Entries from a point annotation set
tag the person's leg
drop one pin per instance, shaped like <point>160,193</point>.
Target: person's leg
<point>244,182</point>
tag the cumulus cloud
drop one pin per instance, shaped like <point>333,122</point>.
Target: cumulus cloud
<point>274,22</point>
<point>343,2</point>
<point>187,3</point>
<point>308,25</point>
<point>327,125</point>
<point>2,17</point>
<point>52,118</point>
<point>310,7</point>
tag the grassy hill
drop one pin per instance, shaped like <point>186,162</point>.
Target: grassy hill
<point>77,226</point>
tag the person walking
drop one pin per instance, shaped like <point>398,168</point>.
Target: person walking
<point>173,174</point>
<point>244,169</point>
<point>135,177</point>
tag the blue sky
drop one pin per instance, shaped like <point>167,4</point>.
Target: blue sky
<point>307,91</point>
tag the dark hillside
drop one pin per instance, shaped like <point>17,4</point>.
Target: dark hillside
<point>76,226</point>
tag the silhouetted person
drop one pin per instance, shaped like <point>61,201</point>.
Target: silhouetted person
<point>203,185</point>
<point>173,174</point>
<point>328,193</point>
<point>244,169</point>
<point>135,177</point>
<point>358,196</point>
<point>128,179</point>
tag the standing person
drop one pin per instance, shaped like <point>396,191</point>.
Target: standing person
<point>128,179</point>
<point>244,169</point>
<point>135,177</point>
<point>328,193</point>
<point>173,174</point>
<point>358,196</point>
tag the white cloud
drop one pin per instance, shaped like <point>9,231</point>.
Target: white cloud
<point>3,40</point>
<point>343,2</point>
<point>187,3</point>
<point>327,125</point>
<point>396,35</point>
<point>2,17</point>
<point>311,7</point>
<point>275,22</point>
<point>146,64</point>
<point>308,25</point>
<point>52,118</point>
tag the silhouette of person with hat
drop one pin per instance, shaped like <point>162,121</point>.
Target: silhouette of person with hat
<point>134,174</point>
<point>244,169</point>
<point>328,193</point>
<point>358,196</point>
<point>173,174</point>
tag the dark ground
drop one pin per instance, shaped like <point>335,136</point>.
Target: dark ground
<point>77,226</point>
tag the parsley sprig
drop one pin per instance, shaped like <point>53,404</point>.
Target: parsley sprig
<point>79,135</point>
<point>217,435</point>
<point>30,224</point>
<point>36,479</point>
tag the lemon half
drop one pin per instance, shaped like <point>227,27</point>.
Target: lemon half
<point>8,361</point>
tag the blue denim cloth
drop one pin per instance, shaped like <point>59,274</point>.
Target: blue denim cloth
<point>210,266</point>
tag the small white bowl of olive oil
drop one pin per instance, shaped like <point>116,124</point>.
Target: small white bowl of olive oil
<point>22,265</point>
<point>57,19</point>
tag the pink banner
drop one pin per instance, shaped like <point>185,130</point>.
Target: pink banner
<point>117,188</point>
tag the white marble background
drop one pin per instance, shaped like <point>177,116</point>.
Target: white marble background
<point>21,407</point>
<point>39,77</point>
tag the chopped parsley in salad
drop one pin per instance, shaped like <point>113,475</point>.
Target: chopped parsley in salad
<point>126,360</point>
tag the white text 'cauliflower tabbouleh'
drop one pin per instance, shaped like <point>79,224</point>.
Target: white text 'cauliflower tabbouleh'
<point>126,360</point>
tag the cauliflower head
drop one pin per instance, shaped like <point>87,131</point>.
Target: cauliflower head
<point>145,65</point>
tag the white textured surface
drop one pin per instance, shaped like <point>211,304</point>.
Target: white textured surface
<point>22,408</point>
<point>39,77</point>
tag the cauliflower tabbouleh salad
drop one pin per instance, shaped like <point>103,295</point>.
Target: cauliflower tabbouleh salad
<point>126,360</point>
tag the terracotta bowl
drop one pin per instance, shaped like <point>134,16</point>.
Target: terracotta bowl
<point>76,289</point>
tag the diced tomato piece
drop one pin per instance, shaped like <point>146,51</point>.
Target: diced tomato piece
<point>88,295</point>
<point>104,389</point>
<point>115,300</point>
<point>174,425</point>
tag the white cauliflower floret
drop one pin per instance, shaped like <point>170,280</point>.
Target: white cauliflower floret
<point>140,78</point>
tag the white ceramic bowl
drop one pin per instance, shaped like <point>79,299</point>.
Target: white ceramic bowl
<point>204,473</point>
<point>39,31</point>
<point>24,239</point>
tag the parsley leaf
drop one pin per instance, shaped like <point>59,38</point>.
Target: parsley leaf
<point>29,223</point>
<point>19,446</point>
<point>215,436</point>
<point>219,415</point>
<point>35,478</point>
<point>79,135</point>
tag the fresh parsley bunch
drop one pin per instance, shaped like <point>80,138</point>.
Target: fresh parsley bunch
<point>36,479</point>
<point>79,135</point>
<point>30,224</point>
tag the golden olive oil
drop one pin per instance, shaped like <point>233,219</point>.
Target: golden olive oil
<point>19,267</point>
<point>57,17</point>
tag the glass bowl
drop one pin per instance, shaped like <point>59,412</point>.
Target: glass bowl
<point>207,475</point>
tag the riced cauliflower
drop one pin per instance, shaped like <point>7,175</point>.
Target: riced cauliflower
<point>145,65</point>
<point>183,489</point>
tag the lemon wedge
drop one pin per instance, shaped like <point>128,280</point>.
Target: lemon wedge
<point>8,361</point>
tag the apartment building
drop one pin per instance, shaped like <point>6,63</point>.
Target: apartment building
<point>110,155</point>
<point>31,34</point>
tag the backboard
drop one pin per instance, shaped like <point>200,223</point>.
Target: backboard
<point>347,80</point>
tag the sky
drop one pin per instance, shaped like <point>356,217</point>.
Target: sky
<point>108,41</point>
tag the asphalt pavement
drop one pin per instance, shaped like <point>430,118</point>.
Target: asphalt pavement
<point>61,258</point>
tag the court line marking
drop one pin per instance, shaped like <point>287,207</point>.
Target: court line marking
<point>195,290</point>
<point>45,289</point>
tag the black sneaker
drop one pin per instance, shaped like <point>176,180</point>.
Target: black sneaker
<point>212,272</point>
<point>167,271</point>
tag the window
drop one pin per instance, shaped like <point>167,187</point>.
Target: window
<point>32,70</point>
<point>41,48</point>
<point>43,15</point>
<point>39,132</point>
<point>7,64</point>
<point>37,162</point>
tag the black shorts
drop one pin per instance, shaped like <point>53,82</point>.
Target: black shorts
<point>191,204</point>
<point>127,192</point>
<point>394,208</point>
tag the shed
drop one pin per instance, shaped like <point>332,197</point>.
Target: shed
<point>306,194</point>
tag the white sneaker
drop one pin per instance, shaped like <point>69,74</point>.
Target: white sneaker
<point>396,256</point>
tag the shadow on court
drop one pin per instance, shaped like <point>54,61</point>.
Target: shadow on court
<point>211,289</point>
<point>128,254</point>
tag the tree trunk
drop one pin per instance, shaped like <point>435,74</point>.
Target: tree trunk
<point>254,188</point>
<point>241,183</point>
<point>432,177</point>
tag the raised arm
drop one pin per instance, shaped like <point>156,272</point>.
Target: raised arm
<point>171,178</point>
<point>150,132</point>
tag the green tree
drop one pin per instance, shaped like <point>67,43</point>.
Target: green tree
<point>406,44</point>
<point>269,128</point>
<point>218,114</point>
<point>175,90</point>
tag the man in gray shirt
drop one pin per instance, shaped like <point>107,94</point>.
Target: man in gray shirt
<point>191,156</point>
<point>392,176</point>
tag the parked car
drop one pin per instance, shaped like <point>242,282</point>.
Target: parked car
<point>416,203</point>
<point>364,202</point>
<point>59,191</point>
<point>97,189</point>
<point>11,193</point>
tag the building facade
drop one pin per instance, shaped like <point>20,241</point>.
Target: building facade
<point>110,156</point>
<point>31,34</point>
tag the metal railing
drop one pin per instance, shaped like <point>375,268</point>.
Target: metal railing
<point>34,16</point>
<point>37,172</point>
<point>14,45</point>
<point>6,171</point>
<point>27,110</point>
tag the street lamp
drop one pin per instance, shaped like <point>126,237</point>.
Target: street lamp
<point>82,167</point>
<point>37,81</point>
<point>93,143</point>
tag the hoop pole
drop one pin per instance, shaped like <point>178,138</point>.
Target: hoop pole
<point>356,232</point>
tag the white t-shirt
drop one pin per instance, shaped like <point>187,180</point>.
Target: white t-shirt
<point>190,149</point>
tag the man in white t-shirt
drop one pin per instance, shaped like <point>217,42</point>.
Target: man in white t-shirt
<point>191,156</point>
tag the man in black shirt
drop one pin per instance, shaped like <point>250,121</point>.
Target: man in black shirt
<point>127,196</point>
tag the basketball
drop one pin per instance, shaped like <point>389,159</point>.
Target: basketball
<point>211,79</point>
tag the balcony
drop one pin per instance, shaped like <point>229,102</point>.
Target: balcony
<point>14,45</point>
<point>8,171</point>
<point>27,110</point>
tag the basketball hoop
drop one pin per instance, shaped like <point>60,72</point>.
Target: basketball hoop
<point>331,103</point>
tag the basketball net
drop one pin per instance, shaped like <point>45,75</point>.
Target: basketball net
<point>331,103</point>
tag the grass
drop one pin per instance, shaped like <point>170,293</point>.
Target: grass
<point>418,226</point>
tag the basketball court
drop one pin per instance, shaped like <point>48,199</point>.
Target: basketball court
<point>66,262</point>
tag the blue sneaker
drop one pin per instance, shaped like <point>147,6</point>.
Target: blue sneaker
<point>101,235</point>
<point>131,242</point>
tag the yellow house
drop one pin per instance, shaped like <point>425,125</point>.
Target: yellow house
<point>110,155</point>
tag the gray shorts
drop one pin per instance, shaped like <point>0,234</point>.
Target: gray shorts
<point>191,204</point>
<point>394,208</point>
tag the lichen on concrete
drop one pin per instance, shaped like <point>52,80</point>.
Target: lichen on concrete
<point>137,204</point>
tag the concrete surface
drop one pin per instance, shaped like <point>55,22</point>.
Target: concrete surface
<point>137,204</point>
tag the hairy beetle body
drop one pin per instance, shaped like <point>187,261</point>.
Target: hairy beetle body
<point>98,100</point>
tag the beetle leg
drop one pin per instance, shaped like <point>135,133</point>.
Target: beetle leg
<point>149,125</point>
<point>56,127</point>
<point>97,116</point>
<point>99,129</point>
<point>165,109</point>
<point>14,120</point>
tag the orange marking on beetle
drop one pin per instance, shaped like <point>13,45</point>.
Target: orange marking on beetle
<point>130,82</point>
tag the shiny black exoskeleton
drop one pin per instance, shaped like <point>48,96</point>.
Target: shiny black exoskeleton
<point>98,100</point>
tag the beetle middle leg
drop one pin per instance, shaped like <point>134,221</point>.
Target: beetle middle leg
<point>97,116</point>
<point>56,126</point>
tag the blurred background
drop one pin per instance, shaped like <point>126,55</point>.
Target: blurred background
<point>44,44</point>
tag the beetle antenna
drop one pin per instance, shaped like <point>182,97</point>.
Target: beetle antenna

• GIVEN INSTRUCTION
Reproduce verbatim the lines of the records above, from the line with "tag the person walking" up to and including the line with "<point>76,226</point>".

• SOLUTION TO THE EXERCISE
tag the person walking
drop one pin per instance, shaped like <point>398,168</point>.
Target: person walking
<point>173,174</point>
<point>244,169</point>
<point>135,177</point>
tag the blue sky
drop one pin per instance, shaped like <point>167,4</point>.
Target: blue sky
<point>307,91</point>
tag the dark hillside
drop one pin per instance, shaped like <point>17,4</point>.
Target: dark hillside
<point>76,226</point>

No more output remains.